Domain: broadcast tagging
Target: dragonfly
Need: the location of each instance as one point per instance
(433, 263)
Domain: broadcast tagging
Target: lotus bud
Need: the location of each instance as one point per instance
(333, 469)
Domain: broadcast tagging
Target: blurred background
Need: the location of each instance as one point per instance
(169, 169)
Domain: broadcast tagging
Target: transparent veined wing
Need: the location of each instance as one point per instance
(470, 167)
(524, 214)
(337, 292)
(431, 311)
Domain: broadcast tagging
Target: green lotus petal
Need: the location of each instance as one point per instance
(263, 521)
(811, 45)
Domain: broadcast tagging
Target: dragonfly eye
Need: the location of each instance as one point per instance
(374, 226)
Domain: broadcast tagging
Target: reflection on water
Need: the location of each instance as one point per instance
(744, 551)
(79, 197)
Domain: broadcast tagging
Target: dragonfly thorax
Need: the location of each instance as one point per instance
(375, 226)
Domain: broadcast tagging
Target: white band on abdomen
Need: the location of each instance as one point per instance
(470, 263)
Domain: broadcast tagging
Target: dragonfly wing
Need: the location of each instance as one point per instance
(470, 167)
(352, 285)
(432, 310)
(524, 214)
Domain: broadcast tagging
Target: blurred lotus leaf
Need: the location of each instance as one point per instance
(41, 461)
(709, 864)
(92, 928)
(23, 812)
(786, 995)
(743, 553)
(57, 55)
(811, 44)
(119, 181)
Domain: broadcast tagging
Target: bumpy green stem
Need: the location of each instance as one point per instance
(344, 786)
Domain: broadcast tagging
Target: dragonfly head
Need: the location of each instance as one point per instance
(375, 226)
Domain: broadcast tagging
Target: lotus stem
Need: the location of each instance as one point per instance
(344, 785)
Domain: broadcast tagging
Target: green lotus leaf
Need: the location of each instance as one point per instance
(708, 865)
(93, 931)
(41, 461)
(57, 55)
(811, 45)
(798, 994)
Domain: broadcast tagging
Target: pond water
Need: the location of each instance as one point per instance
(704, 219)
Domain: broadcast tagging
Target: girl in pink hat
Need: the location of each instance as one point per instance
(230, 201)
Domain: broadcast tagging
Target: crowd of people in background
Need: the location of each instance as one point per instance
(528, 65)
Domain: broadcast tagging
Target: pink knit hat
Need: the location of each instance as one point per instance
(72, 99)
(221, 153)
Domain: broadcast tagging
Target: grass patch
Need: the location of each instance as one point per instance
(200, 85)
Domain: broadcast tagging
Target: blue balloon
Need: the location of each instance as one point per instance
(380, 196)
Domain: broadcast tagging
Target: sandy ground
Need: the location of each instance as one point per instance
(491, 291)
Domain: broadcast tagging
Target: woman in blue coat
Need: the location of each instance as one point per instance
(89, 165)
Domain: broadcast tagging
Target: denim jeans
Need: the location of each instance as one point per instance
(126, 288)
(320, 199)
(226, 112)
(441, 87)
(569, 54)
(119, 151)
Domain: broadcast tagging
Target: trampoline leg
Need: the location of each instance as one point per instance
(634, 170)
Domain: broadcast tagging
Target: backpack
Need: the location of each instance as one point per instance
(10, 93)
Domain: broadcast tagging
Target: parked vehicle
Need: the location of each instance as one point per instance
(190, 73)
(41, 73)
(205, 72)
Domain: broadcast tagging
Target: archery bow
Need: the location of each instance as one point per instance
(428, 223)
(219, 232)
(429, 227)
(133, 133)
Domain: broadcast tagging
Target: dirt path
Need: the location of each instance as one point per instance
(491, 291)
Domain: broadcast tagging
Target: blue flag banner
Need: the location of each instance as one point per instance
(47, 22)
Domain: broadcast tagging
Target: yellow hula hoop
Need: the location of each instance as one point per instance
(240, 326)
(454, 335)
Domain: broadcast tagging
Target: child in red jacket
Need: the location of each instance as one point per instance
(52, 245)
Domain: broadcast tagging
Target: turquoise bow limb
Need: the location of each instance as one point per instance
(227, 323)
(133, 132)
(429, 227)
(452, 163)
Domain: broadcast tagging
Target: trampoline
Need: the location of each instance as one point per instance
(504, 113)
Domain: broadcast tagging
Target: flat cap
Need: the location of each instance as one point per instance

....................

• _Problem requirements_
From the records above, extract every entry exactly as given.

• _Worked solution_
Domain: broadcast tagging
Target: dragonfly
Need: the location of each instance as one point per instance
(433, 263)
Domain: broadcast tagging
Target: lotus bud
Need: the location of each instance as one point per instance
(333, 469)
Domain: broadcast tagging
Target: blurred background
Need: the location of each instance as one point per instance
(169, 169)
Domain: broadcast tagging
Target: transparent veined wing
Need: the location of each instance as one point per instance
(470, 167)
(524, 214)
(337, 292)
(431, 311)
Domain: broadcast tagging
Target: green lotus petal
Need: the location of each instance as one point per instance
(263, 521)
(811, 45)
Domain: broadcast tagging
Target: dragonfly eye
Need: the location of each instance as one point per instance
(374, 226)
Domain: broadcast tagging
Target: reflection on water
Need: the location of each instance as one point per instance
(744, 551)
(79, 197)
Domain: broadcast tagging
Target: dragonfly thorax
Need: the location of each instance as one point per instance
(375, 226)
Domain: broadcast tagging
Target: white band on abdomen
Need: the location of each instance as one point per instance
(470, 263)
Domain: broadcast tagging
Target: dragonfly wing
Need: the location of each instance as one point per instance
(470, 167)
(352, 285)
(432, 310)
(524, 214)
Domain: broadcast tagging
Target: blurred lotus leaf
Need: the location of each instance as one point per instance
(41, 461)
(709, 864)
(92, 928)
(23, 812)
(786, 995)
(743, 553)
(57, 55)
(811, 44)
(119, 181)
Domain: broadcast tagging
Target: bumpy green stem
Need: the location of each instance as one point per instance
(344, 786)
Domain: broadcast tagging
Target: dragonfly head
Need: the location of each instance as one point per instance
(375, 226)
Domain: broadcast tagging
Target: lotus stem
Need: the location of each instance as one point per instance
(344, 785)
Domain: broadcast tagging
Target: green lotus leaf
Need: the location of each instance as one point per instance
(708, 865)
(93, 931)
(41, 461)
(57, 55)
(811, 45)
(798, 994)
Domain: broadcast tagging
Target: pond water
Need: the location of each instance as one point per instance
(704, 219)
Domain: broadcast tagging
Target: girl in pink hat
Need: the location of each instance as one point per instance
(230, 201)
Domain: broadcast tagging
Target: crowd of people in background
Need: the location of each instance as one point per instance
(528, 65)
Domain: broadcast tagging
Target: pink knit hat
Need: the location of each instance as one point per instance
(72, 99)
(221, 153)
Domain: broadcast tagging
Target: grass patch
Need: the location of each instance as one point per instance
(200, 85)
Domain: broadcast tagging
Target: blue balloon
Need: the location of each instance as one point per instance
(380, 196)
Domain: broadcast tagging
Target: sandy ground
Need: the location of each instance as one point per instance
(491, 291)
Domain: broadcast tagging
Target: woman in blue coat
Need: the location of each instance as one point per instance
(89, 165)
Domain: broadcast tagging
Target: denim jeans
Need: the location of each instance as one point per instance
(126, 288)
(320, 199)
(226, 112)
(441, 87)
(569, 54)
(119, 151)
Domain: broadcast tagging
Target: trampoline leg
Need: the location of each instance as one point per instance
(634, 170)
Domain: broadcast tagging
Target: backpack
Need: the location of each instance as one point per instance
(10, 93)
Domain: broadcast tagging
Target: parked vehicle
Need: the location of each instance as one point per instance
(190, 73)
(41, 73)
(205, 72)
Domain: broadcast tagging
Target: archery bow
Need: the location of each instance as one point per instance
(428, 223)
(219, 232)
(429, 227)
(133, 133)
Domain: broadcast tagging
Target: dirt path
Need: the location of each instance as one point per instance
(491, 291)
Domain: broadcast tagging
Target: blue flag banner
Need: the location of each instance as one point per instance
(47, 22)
Domain: broadcast tagging
Target: yellow hula hoop
Need: the location of each instance as one point per instance
(240, 326)
(454, 335)
Domain: broadcast tagging
Target: child in red jacket
Need: the location of each instance as one point per instance
(52, 245)
Domain: broadcast tagging
Target: turquoise bow limb
Need: the location of each instance as one point per instance
(227, 323)
(133, 132)
(429, 227)
(452, 163)
Domain: broadcast tagging
Target: trampoline
Need: the location of each instance as one point per instance
(504, 113)
Domain: broadcast tagging
Target: flat cap
Need: the location of each instance as one point per instance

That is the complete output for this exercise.